◆ **WHAT TO DO**:
**1)** Name every region or territory mentioned in the Second Sunday of Advent passage.
**2)** Carry on the Advent reflection about John in the wilderness from its final sentence.

A Reading with Reflection
from the Gospel of St. Luke
> Click here to read the reflection

First Sunday of Advent

by: Karen R. Brink, OSB, Prioress
> Click here to read the reflection

 

 

 

Second Sunday of Advent

In the fifteenth year of the reign of Tiberius Caesar, 
when Pontius Pilate was governor of Judea, 
and Herod was tetrarch of Galilee,
and his brother Philip tetrarch of the region
of Ituraea and Trachonitis, 
and Lysanias was tetrarch of Abilene, 
during the high priesthood of Annas and Caiaphas, 
the word of God came to John the son of Zechariah in the desert.

And John was in the wilderness, a vast and howling wasteland, a desert a place where he encountered and struggled with his personal demons, and waited, and waited! John was in the wilderness, a vast and howling wasteland of political and religious rulers where he was barraged with intrigue, dissention and corruption.

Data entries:
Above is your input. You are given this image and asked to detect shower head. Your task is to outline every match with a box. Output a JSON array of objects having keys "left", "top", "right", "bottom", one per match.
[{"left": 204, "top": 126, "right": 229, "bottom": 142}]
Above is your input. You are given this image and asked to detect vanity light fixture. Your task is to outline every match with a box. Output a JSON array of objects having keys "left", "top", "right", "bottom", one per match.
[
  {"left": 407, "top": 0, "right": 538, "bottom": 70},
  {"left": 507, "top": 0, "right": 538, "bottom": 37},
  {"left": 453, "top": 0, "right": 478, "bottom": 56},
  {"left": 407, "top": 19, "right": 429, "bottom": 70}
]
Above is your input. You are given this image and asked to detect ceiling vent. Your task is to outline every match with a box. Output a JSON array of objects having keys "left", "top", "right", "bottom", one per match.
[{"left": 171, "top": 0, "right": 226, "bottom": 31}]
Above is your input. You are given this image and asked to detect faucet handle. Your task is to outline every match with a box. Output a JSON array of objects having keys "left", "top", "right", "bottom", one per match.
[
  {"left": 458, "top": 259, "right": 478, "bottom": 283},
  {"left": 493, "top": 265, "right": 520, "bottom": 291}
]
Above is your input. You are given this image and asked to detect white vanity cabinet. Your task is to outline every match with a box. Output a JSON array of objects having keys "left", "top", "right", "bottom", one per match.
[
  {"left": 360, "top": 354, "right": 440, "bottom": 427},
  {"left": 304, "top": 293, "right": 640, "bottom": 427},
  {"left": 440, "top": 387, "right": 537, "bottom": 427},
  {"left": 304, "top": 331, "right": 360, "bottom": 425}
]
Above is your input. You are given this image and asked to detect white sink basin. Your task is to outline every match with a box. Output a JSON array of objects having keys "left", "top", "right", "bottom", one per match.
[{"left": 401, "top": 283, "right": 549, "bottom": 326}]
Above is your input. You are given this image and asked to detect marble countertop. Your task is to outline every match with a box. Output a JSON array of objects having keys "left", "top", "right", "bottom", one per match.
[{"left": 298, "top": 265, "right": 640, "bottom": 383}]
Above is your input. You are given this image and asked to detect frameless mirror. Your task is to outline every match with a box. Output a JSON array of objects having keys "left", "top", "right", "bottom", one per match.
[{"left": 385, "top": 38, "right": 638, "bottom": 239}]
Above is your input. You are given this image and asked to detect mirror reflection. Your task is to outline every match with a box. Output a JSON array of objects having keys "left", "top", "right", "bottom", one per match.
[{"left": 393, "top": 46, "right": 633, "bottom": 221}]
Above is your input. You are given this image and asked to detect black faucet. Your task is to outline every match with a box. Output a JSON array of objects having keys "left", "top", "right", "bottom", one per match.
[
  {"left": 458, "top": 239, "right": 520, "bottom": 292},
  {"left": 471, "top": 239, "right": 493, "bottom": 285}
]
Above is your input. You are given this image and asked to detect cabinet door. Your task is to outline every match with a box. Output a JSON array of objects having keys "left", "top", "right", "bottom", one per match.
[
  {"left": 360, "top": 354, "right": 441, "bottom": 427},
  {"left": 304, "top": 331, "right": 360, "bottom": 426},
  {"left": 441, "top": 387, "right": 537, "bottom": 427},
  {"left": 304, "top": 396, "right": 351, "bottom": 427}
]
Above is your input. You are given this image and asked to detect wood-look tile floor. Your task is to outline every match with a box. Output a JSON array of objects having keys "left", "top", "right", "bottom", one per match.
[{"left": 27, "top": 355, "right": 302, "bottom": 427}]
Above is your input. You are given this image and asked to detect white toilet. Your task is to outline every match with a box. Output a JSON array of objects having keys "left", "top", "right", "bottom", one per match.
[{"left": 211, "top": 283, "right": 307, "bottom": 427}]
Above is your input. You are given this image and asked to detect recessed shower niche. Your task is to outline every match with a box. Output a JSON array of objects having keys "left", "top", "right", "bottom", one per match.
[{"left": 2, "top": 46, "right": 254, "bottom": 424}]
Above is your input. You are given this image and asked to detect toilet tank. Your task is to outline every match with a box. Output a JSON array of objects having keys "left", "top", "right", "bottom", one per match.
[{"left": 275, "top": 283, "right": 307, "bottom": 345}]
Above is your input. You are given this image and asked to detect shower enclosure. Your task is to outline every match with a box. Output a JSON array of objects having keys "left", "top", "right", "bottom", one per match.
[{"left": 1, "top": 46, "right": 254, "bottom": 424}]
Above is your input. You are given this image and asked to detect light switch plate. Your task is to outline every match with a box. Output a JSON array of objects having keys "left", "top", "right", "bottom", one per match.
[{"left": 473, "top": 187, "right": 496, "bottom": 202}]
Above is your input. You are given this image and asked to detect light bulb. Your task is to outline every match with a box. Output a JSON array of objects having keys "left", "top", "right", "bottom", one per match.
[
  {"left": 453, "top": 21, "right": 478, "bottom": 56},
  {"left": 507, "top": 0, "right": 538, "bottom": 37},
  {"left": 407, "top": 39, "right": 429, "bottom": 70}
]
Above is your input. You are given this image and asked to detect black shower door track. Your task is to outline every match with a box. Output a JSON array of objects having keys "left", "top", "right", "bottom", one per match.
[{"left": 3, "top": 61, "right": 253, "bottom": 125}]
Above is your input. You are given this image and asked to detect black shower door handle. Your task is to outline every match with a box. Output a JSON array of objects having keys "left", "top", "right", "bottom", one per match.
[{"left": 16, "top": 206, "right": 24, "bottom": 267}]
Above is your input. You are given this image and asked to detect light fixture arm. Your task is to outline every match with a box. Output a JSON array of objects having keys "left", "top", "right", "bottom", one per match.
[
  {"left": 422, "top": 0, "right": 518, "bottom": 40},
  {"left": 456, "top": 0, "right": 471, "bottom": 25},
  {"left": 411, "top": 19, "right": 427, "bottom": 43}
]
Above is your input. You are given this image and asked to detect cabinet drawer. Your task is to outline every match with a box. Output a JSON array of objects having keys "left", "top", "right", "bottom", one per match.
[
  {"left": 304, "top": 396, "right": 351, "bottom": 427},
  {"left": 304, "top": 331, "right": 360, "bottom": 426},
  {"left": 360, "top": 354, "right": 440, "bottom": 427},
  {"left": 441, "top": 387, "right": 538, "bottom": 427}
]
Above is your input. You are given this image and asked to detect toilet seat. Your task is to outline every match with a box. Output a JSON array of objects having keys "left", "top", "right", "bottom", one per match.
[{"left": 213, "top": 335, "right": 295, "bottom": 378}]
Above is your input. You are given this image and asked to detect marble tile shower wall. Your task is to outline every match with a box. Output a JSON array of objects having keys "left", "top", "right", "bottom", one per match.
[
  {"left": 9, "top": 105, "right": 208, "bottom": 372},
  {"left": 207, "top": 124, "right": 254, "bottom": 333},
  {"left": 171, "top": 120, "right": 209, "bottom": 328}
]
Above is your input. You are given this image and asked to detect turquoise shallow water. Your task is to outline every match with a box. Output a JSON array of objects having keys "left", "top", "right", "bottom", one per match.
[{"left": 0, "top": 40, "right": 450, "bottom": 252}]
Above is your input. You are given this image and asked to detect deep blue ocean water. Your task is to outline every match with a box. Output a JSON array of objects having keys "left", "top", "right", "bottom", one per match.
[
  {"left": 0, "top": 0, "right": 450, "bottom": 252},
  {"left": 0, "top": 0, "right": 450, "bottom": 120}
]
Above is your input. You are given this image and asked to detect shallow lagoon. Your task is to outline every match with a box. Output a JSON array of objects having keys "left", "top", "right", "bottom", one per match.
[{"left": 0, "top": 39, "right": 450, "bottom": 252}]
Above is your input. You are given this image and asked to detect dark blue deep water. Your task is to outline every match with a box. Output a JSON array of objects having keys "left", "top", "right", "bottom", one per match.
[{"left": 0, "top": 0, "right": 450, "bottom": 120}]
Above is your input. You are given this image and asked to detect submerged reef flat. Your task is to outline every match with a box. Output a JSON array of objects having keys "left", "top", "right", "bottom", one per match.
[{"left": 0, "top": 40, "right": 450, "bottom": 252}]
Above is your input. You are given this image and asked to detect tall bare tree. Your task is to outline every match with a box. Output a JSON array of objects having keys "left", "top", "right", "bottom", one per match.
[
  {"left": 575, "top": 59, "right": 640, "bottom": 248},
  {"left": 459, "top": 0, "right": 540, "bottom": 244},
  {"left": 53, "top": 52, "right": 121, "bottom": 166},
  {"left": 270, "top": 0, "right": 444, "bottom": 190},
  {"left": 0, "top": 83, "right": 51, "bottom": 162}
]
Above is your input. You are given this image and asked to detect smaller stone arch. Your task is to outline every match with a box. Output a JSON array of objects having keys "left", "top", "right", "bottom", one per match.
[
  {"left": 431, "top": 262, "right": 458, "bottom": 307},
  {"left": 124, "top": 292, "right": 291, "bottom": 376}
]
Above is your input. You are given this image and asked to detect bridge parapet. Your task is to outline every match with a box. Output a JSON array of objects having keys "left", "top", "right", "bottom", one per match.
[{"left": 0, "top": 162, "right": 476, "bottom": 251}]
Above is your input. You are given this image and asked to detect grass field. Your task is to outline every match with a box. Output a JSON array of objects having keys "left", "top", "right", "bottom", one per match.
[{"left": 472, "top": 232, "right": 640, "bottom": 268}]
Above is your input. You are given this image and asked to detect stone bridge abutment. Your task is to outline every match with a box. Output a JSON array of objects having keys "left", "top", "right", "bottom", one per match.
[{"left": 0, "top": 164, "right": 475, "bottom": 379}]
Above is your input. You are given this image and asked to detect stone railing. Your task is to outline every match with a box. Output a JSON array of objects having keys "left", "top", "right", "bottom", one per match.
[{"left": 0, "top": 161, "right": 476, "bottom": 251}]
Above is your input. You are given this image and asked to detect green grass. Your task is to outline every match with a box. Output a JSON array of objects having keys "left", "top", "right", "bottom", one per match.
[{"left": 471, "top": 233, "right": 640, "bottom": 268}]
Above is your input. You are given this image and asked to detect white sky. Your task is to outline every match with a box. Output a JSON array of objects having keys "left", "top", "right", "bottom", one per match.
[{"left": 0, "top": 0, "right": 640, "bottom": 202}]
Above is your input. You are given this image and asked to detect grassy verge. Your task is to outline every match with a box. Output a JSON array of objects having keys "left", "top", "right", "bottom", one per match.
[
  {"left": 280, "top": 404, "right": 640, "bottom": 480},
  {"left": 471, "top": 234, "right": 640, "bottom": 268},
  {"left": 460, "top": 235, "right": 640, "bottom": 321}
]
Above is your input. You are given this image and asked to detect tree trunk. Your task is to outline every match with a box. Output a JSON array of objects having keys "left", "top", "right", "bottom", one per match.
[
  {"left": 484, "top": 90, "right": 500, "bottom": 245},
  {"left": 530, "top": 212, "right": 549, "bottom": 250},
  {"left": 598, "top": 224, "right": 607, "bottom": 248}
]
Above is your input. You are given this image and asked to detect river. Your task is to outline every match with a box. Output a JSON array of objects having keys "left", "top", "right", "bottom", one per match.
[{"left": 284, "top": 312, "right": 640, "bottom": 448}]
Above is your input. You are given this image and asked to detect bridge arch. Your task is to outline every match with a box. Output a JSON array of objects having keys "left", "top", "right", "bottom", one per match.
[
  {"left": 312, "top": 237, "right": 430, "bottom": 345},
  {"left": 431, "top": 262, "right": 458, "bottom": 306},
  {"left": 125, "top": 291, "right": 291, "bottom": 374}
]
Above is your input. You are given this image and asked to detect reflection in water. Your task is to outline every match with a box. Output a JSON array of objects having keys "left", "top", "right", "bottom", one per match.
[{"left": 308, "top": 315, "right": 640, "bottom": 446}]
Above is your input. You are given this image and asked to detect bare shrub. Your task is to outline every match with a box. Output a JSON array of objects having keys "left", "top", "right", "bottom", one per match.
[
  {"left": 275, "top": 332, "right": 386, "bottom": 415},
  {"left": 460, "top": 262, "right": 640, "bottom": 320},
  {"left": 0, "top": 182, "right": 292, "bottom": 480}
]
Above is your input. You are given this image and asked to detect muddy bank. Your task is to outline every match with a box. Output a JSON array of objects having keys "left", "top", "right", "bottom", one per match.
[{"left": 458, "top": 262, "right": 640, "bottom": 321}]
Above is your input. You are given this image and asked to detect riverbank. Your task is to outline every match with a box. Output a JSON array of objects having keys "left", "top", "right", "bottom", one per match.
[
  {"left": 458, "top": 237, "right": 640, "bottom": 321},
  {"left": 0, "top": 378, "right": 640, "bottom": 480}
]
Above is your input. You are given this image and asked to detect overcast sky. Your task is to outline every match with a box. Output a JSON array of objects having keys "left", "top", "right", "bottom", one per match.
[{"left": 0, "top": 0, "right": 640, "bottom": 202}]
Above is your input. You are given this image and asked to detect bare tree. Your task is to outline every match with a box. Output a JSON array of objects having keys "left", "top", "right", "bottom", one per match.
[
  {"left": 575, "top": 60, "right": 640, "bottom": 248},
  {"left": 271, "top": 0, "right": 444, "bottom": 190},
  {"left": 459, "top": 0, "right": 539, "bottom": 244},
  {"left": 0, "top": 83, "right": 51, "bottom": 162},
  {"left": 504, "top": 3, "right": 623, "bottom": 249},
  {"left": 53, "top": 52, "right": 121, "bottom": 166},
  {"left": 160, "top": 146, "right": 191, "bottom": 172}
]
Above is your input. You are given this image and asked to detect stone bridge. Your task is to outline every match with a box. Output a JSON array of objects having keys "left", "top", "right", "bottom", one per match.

◆ **RESULTS OF THE TASKS**:
**1)** Judea, Galilee, Ituraea, Trachonitis, Abilene

**2)**
With a long arm and tight fist, Tiberius Caesar, emperor of Rome, controlled every move of Pontius Pilate, the governor of Judea.  In turn, under the watchful, suspicious gaze of Pontius, Herod, Philip and Lysanias vied for prestige, power and wealth.  In this culture of one-upmanship and cruelty, the common people were grievously oppressed.  They received no help from their religious leaders Annas and Caiaphas who held their lucrative positions of power only by submitting to the will of political rulers who had appointed them.

The Word of God came to John in this desert. The Word of God came into the midst of this messy world defined and divided by both secular and religious powers, the Word of God came into this world very much like the world of our own day!  And in this very top down world, the Word of God came to John, a man without power at the very bottom, one of the anawim, one of those longing for the promised Messiah.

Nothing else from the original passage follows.